═══ Source text ═══

Penicillin mold cultured by Alexander Fleming auctioned for more than $14,000
Scientist Alexander Fleming discovered the mold could kill bacteria.
— -- A mold sample may seem like an unlikely prize, but a sample of penicillin mold pulled in more than $14,000 when it was sold at auction this week in the U.K.
Spending thousands on mold may seem unusual, except for the fact that this sample is part of the major medical discovery of antibiotics. The sample sold was one of the first created by Alexander Fleming, who discovered the antibacterial properties of penicillin mold in 1928.
The sample was part of a collection held by Fleming's niece, Mary Anne Johnson, and was sold this week for nearly 12,000 pounds, or approximately $14,592, at the Bonhams Auction House in the U.K.

═══ Data ═══

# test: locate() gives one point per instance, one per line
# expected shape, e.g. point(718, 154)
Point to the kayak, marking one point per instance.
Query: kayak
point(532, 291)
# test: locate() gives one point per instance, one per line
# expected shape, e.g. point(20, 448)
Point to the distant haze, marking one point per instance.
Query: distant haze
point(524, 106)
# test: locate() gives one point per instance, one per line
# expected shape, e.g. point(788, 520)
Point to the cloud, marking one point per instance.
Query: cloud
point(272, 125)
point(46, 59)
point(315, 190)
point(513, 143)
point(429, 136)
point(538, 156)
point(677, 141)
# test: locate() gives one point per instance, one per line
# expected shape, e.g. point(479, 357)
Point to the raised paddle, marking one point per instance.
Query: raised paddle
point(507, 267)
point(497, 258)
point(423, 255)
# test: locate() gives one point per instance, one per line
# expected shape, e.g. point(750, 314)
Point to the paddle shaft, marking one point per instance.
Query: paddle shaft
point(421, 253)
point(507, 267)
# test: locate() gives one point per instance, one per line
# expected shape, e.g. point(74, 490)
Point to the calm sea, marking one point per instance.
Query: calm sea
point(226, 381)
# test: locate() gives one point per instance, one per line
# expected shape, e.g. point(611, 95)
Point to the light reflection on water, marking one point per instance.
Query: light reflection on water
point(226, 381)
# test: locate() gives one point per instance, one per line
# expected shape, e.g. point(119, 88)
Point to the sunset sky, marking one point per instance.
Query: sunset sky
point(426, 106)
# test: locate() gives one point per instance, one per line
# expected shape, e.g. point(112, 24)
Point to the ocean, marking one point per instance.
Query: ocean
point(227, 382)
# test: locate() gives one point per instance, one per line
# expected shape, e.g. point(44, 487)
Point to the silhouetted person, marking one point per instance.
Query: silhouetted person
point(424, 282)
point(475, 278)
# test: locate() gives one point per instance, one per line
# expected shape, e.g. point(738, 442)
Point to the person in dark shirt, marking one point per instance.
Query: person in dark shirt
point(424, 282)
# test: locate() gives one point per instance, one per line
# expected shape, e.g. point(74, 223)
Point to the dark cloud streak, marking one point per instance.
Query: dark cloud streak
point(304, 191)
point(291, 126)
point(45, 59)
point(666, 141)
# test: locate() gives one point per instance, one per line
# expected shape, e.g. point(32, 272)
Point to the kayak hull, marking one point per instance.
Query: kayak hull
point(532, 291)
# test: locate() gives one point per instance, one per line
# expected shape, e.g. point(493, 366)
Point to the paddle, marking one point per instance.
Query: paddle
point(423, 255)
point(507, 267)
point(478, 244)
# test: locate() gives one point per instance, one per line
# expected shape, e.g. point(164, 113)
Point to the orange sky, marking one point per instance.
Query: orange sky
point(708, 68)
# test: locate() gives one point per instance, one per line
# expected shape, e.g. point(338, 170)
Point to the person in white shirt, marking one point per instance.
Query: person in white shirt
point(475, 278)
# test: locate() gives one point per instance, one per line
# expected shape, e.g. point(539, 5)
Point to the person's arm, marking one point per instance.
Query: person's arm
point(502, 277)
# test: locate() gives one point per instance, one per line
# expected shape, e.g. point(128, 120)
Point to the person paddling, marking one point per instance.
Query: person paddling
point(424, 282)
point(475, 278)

═══

#### Activity list:
1) In the penicillin mold article, who held the collection that included the auctioned sample?
2) Print the section of the penicillin mold article that begins at the words "Penicillin mold cultured" and stops after "mold in 1928.".
3) Carry on the article about the auctioned penicillin mold from the point where it stops.

#### Task-by-task outputs:
1) Fleming's niece, Mary Anne Johnson, held the collection.

2)
Penicillin mold cultured by Alexander Fleming auctioned for more than $14,000
Scientist Alexander Fleming discovered the mold could kill bacteria.
— -- A mold sample may seem like an unlikely prize, but a sample of penicillin mold pulled in more than $14,000 when it was sold at auction this week in the U.K.
Spending thousands on mold may seem unusual, except for the fact that this sample is part of the major medical discovery of antibiotics. The sample sold was one of the first created by Alexander Fleming, who discovered the antibacterial properties of penicillin mold in 1928.

3)
Fleming made the antibacterial discovery by accident, after finding that mold was growing on petri dishes that contained Staphylococcus bacteria. He found that the bacteria near the mold had been killed, according to the American Chemical Society. He then began to investigate how penicillin could kill other bacteria without causing harmful side effects to humans.
He would grow the mold on blotting paper, which he then encased in glass and either a gold or tortoiseshell rim, according to the Bonhams Auction House. The mold was housed in a small disk and inscribed in Fleming's handwriting, with the phrase, "The mould that first made Penicillin/ Alexander Fleming."